Some entries —
►

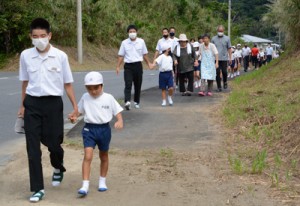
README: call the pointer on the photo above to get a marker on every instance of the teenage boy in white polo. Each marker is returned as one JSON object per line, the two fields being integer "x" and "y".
{"x": 133, "y": 50}
{"x": 45, "y": 73}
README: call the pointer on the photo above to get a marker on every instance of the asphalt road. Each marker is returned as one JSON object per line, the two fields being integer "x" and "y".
{"x": 10, "y": 92}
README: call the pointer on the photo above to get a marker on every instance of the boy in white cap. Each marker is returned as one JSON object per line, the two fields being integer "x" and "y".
{"x": 98, "y": 108}
{"x": 166, "y": 76}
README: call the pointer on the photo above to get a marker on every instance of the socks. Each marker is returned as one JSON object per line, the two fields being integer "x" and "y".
{"x": 102, "y": 184}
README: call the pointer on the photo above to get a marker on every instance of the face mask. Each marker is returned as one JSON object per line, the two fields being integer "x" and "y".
{"x": 132, "y": 35}
{"x": 41, "y": 43}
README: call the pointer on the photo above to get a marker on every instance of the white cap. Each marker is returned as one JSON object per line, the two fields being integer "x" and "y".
{"x": 164, "y": 47}
{"x": 93, "y": 78}
{"x": 196, "y": 44}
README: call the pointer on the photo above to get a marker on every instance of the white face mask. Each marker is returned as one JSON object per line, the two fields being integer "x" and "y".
{"x": 41, "y": 43}
{"x": 220, "y": 33}
{"x": 132, "y": 35}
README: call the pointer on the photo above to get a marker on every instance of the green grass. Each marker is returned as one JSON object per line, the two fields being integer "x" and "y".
{"x": 262, "y": 108}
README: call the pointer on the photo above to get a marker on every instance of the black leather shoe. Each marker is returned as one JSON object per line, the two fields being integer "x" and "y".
{"x": 225, "y": 85}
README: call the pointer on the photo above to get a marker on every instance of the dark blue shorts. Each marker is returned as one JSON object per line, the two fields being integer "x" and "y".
{"x": 166, "y": 80}
{"x": 96, "y": 134}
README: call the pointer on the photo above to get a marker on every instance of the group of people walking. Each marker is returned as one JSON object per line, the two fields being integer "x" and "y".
{"x": 45, "y": 74}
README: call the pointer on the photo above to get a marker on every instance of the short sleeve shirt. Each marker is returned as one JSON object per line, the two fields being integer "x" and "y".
{"x": 98, "y": 110}
{"x": 163, "y": 42}
{"x": 46, "y": 75}
{"x": 133, "y": 51}
{"x": 165, "y": 63}
{"x": 222, "y": 44}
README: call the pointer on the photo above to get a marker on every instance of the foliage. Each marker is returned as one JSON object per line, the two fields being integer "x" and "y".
{"x": 104, "y": 22}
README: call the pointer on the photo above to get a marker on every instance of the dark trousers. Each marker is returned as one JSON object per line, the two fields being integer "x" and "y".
{"x": 189, "y": 76}
{"x": 43, "y": 123}
{"x": 133, "y": 73}
{"x": 222, "y": 68}
{"x": 246, "y": 63}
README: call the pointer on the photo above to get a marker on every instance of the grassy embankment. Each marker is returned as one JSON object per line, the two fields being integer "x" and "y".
{"x": 264, "y": 112}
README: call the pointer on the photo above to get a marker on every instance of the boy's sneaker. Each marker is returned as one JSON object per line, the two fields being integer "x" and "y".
{"x": 196, "y": 85}
{"x": 209, "y": 94}
{"x": 136, "y": 105}
{"x": 37, "y": 196}
{"x": 170, "y": 100}
{"x": 127, "y": 105}
{"x": 201, "y": 94}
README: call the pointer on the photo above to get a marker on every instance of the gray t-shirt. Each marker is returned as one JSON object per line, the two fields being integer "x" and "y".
{"x": 222, "y": 44}
{"x": 185, "y": 61}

◄

Work to complete — Copy the entries from the line containing "of the boy's" through the last line of the entries, requests included. Multiply every x and y coordinate in the answers by 1.55 and round to whole numbers, with halves rounded up.

Solution —
README: call the pointer on the photo above to get a marker on every instance of the boy's sneaker. Each marker is returned as one JSON object per line, the two fields being integer "x" and "y".
{"x": 304, "y": 132}
{"x": 324, "y": 146}
{"x": 211, "y": 163}
{"x": 57, "y": 304}
{"x": 264, "y": 155}
{"x": 197, "y": 163}
{"x": 312, "y": 146}
README: call the pointer on the photo above to get a marker on every instance of the gray t-shirt. Each marker is returned as one JSON object per line, the two fields being integer "x" and "y".
{"x": 344, "y": 68}
{"x": 287, "y": 95}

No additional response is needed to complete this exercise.